_WRITTEN EXERCISE_
Can you transcribe the Mountain Creek forum thread from "Maybe I should" up to and including "Poconos or CT?"?

_EXTRACT_
⁂

Has anyone heard whether they have started to make plans to replace the tents?

Surely these "temporary" structures that have been in place for over ten years must be near the end of their maximum lifetime.


----------



## hardline (Nov 13, 2008)

bensonr2 said:


> Has anyone heard whether they have started to make plans to replace the tents?
> 
> Surely these "temporary" structures that have been in place for over ten years must be near the end of their maximum lifetime.



no where on the sprung site does it say the structures are temporary. in fact the have had one in the arctic for a few years. don't know when but its not going to happen in the next few years with the financial state that intrawest is in. i dont see why the dont turn the first floor of the hotel into the lodge they are never going to sell any of the retail space. i suspect they are propbally thinking the same thing. either way i dont really see it happening anytime to soon.


----------



## RootDKJ (Nov 14, 2008)

hearing that sojourn will be open this year makes me want to take a midweek trip out to MC for old times sake


----------



## ERJ-145CA (Nov 14, 2008)

deadheadskier said:


> You know, there are some harsh critics out there of Mountain Creek, but I'd be psyched if an area that size existed 45 minutes from home.



It's 10 minutes from home for me but I usually drive past it on my way to Hidden Valley.


----------



## hardline (Nov 14, 2008)

Starter Jackets Rule! said:


> Walking in your ski boots is dumb!
> just pack up your stuff in a bag . go to the bar and boot up there, then stash your bag under the stage...Wink!
> if you have been to the bar you will know what I am talking about.



why would you stash it under the stage. 

A. if they find it they are just going to put it in the bag check
B. why not use the free bag check in the first place.
C. why risk getting your shit stolen.


----------



## jaywbigred (Nov 14, 2008)

I think I asked this in another thread....

Has anyone ever seen a mogul field at MC? Have they ever had one?


----------



## Dr Skimeister (Nov 14, 2008)

jaywbigred said:


> I think I asked this in another thread....
> 
> Has anyone ever seen a mogul field at MC? Have they ever had one?



I know that years ago-before Intrawest-Zero G was typically left bumped on skiers' right while the left side was groomed down. With the oh-so-regular thaw/freeze cycle, those bumps would turn to sheer ice.


----------



## jaywbigred (Nov 14, 2008)

Hmm, you think so?

Maybe I should start another thread about this, but you think their exist certain climates where moguls are not possible by reason of the freeze/thaw cycle or other weather attributes?

I guess I never really thought about that...I mean obvi, when things get bullet proof it sometimes becomes necessary to mow down bumps...but other resorts in PA and CT, for example, are able to sustain bump runs. Is the weather in Northern NJ that much different than the Poconos or CT?


----------



## 2knees (Nov 14, 2008)

jaywbigred said:


> Hmm, you think so?

⁂

Data records:

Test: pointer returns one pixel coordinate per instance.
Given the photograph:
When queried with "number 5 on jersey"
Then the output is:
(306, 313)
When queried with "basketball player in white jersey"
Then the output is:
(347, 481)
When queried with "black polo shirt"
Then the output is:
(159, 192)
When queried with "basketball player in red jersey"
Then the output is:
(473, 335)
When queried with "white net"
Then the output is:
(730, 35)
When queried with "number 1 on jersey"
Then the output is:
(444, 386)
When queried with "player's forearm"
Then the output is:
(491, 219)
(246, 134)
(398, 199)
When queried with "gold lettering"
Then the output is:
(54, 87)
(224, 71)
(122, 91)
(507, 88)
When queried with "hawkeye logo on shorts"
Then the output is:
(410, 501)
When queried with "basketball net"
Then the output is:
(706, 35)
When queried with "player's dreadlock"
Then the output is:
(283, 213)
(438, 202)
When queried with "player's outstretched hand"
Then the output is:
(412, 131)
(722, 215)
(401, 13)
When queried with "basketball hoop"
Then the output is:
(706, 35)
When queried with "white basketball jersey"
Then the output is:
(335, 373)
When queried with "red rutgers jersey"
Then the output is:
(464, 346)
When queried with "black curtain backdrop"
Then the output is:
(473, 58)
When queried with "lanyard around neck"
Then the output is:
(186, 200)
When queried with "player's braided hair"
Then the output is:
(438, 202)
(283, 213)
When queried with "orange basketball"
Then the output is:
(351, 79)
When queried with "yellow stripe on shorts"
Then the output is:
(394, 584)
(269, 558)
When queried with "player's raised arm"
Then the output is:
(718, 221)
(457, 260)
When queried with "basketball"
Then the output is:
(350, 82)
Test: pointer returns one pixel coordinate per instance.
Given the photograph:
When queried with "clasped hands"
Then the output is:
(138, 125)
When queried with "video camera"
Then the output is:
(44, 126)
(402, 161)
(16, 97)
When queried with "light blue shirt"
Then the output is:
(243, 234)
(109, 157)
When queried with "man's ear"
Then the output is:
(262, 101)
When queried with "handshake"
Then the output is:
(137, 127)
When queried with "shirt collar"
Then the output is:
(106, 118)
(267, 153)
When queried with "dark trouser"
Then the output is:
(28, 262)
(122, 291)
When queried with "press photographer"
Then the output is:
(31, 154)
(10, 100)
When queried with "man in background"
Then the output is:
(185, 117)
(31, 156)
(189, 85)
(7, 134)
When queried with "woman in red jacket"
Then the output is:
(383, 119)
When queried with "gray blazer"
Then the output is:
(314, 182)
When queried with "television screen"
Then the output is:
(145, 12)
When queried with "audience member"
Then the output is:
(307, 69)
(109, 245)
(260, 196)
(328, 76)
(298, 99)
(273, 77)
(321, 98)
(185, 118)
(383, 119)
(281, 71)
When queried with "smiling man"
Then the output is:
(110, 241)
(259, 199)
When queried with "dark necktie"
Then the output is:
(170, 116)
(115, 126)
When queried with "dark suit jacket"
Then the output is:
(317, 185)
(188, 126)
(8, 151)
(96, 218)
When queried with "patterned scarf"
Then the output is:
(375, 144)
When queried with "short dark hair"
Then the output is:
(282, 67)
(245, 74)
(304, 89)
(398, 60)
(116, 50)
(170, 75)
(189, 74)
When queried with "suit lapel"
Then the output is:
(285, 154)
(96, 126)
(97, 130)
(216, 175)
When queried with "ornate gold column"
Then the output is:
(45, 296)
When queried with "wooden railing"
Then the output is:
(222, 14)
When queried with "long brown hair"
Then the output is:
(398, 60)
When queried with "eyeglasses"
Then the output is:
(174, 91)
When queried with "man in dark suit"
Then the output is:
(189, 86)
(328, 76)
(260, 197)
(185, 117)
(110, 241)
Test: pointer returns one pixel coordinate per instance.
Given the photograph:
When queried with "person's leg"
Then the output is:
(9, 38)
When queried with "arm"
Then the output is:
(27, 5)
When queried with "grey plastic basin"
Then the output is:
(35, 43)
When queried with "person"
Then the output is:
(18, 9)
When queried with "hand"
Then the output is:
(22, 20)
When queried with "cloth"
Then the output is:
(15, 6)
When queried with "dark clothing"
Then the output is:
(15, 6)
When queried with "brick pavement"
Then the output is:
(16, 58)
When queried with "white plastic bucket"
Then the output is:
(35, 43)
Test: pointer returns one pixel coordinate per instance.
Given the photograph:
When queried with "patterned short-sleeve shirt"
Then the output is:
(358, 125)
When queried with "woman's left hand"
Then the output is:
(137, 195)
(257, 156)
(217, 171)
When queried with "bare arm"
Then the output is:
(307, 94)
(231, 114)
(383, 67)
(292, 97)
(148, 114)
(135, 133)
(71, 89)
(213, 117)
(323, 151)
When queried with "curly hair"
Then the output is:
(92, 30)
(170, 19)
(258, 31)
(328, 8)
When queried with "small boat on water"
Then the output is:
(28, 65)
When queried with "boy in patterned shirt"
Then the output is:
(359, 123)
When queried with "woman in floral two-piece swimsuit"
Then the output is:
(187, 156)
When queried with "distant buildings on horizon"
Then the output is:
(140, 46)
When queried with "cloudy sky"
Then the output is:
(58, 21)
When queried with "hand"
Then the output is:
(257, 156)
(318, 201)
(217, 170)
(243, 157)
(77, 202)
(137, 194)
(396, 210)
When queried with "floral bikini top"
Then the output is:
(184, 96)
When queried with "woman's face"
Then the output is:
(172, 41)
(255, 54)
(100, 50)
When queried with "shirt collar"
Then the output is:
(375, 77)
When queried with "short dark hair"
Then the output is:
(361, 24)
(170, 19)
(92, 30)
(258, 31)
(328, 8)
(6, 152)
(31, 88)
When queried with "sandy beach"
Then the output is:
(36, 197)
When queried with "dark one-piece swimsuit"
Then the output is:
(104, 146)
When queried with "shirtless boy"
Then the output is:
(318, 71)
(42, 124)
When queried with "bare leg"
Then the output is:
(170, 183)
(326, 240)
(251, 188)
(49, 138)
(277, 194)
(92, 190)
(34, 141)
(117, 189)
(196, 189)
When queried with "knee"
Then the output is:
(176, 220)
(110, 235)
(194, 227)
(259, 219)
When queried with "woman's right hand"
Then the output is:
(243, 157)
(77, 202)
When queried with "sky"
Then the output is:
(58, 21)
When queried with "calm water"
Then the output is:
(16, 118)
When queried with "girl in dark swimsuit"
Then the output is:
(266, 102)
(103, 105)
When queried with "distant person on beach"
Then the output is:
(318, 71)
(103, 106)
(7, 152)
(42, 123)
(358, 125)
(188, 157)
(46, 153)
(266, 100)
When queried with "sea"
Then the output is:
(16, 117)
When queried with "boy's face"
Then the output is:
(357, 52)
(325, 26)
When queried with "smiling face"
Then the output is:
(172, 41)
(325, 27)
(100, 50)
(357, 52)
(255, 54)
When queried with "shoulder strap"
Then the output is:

⁂

_OUTPUT OF THE TASK_
Maybe I should start another thread about this, but you think their exist certain climates where moguls are not possible by reason of the freeze/thaw cycle or other weather attributes?

I guess I never really thought about that...I mean obvi, when things get bullet proof it sometimes becomes necessary to mow down bumps...but other resorts in PA and CT, for example, are able to sustain bump runs. Is the weather in Northern NJ that much different than the Poconos or CT?